* Start Data for the task *

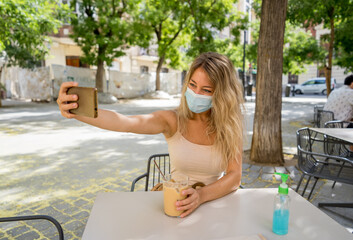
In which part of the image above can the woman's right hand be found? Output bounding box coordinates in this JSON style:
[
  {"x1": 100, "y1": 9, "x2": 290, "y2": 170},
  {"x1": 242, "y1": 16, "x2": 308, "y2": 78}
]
[{"x1": 56, "y1": 82, "x2": 78, "y2": 118}]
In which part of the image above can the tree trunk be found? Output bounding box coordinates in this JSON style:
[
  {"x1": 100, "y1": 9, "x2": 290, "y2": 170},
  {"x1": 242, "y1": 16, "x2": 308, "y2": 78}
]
[
  {"x1": 325, "y1": 12, "x2": 335, "y2": 97},
  {"x1": 250, "y1": 0, "x2": 286, "y2": 164},
  {"x1": 156, "y1": 55, "x2": 165, "y2": 91},
  {"x1": 96, "y1": 59, "x2": 104, "y2": 92}
]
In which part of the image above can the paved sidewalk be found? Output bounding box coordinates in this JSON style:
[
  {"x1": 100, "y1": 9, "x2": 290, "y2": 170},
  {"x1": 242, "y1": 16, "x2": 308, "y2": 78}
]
[{"x1": 0, "y1": 94, "x2": 353, "y2": 240}]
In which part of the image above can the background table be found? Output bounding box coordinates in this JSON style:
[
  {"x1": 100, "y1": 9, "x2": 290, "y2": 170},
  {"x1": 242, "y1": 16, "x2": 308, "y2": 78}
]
[{"x1": 82, "y1": 188, "x2": 353, "y2": 240}]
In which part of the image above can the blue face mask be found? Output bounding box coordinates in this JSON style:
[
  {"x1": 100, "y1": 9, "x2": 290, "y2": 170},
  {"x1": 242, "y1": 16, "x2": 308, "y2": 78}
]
[{"x1": 185, "y1": 88, "x2": 212, "y2": 113}]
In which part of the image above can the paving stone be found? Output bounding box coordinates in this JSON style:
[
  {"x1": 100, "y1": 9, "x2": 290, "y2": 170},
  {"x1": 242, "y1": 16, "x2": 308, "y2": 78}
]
[
  {"x1": 248, "y1": 171, "x2": 260, "y2": 180},
  {"x1": 246, "y1": 181, "x2": 268, "y2": 188},
  {"x1": 0, "y1": 97, "x2": 353, "y2": 232},
  {"x1": 250, "y1": 165, "x2": 262, "y2": 172},
  {"x1": 286, "y1": 166, "x2": 300, "y2": 174},
  {"x1": 64, "y1": 231, "x2": 74, "y2": 240},
  {"x1": 74, "y1": 199, "x2": 88, "y2": 207},
  {"x1": 53, "y1": 201, "x2": 73, "y2": 211},
  {"x1": 242, "y1": 163, "x2": 251, "y2": 170},
  {"x1": 81, "y1": 203, "x2": 93, "y2": 212},
  {"x1": 62, "y1": 207, "x2": 79, "y2": 215},
  {"x1": 0, "y1": 222, "x2": 21, "y2": 231},
  {"x1": 275, "y1": 167, "x2": 287, "y2": 173},
  {"x1": 16, "y1": 231, "x2": 40, "y2": 240},
  {"x1": 64, "y1": 220, "x2": 83, "y2": 231},
  {"x1": 7, "y1": 225, "x2": 30, "y2": 237},
  {"x1": 72, "y1": 211, "x2": 89, "y2": 220},
  {"x1": 261, "y1": 173, "x2": 273, "y2": 181},
  {"x1": 262, "y1": 167, "x2": 275, "y2": 173},
  {"x1": 82, "y1": 192, "x2": 95, "y2": 200}
]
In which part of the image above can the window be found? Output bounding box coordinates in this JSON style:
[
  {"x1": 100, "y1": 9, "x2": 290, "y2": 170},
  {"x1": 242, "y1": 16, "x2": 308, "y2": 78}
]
[
  {"x1": 66, "y1": 56, "x2": 89, "y2": 68},
  {"x1": 303, "y1": 80, "x2": 315, "y2": 85},
  {"x1": 140, "y1": 66, "x2": 148, "y2": 73}
]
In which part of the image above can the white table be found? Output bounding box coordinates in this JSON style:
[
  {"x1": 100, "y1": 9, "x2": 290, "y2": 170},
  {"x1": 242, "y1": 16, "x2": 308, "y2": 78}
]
[
  {"x1": 310, "y1": 128, "x2": 353, "y2": 143},
  {"x1": 82, "y1": 188, "x2": 353, "y2": 240}
]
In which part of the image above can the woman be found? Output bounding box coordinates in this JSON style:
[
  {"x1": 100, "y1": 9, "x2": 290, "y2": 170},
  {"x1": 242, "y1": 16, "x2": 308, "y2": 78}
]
[{"x1": 57, "y1": 52, "x2": 243, "y2": 217}]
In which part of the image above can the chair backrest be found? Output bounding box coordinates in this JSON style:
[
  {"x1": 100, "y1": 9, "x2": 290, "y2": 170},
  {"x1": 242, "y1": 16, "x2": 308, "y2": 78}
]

* End Data for the task *

- Exercise prompt -
Convert the stretch from the line containing "In which part of the image above can the chair" through the last line into a JSON list of strings, with one string per line and blank lines left out.

- Task answer -
[
  "In which part of the image above can the chair backrest be found? Output bounding box coordinates in this JSON style:",
  "[",
  "  {\"x1\": 100, \"y1\": 9, \"x2\": 290, \"y2\": 170},",
  "  {\"x1\": 242, \"y1\": 16, \"x2\": 308, \"y2\": 78}",
  "]"
]